Parenti begins by reminding us that the followers of all the great historical religions have engaged in wars and inquisitions-- always justified by “a divine mandate.” Buddhism is no exception. While it may be a little less tyrannical than some others, it has also had its moments. Parenti suggests we judge it by its actions, not what its proponents say about it. He then gives some unsavory examples of the Buddhists acting badly-- all documented in his notes. I should add a great feature of this article is the collection of notes which will give anyone interested in the issues involved a sure starting point for independent research.

After presenting this evidence he turns to the issue of Tibet and the Dalai Lama. There is a wide spread belief in the US, and maybe the West in general, that before the Chinese take over in 1959, old traditional Tibet was some sort of peaceable, spiritual kingdom, “a veritable Shangri-La”, ruled by the saintly Dalai Lama-- called by one foolish American actor “the greatest living human.”!

◆ Set problem:
Continue the commentary on Parenti's account of Buddhism and Tibet from its last sentence, before the data that follows.

◆ Dataset entries:
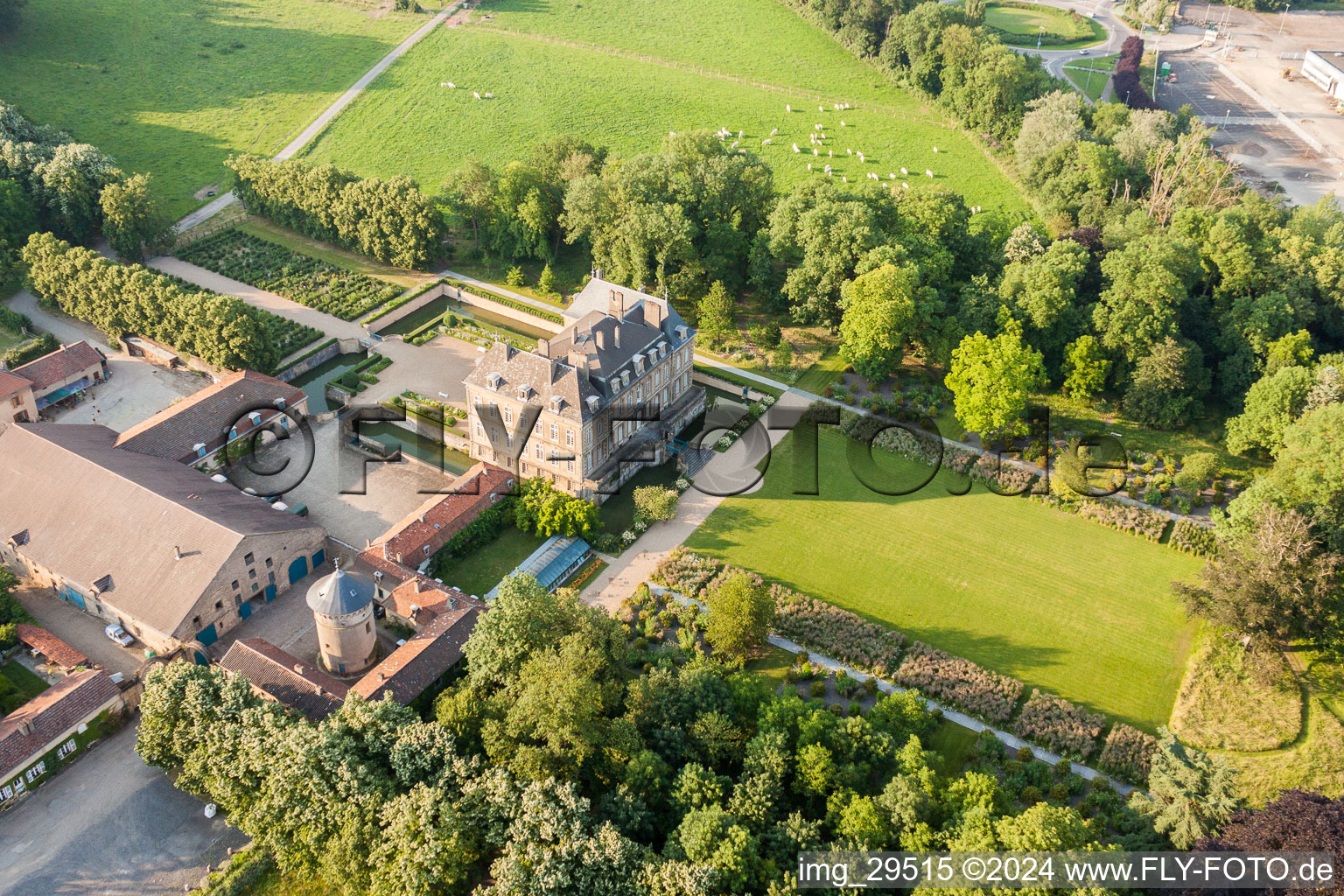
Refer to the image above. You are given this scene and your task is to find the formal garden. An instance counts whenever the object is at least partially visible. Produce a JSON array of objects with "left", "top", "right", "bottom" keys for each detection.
[{"left": 176, "top": 228, "right": 403, "bottom": 321}]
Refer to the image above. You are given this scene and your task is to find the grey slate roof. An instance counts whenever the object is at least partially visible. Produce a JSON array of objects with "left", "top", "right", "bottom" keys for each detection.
[
  {"left": 0, "top": 424, "right": 320, "bottom": 635},
  {"left": 464, "top": 276, "right": 695, "bottom": 424},
  {"left": 117, "top": 371, "right": 305, "bottom": 462},
  {"left": 219, "top": 638, "right": 346, "bottom": 721},
  {"left": 308, "top": 567, "right": 378, "bottom": 617}
]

◆ Exercise response:
Parenti looks at the real history of Tibet, of how the Mongols set up the Grand Lama and how it was the Chinese Emperor who had to intervene with his army and install “the first Dalai Lama.” Tibet had a feudal order and it was quite all right for the Chinese to intervene in support of the feudal lords and lamas but to so to help miserable serfs and slaves was another thing entirely.

It seems the Dalai Lamas were frequently murdered by their followers and did not themselves refrain from seizing the property and destroying the holy books of those who did no agree that they should run the show. In all this Tibet showed itself to be a typical tyrannical feudal state of which history gives many examples.

Parenti points out religion is not only noted for violence to attain its ends, but also for supporting economic exploitation. One big monastery alone, in the good old days before 1959, and 25,000 serfs. They lived the same way the Russian serfs did under the Czars, only worse as there was also slavery and much more barbaric forms of punishment.

Economically Tibet was run by about 200 families, and dozens of monasteries, which divided the land between themselves. A small army was maintained “to keep order and catch runaway slaves.”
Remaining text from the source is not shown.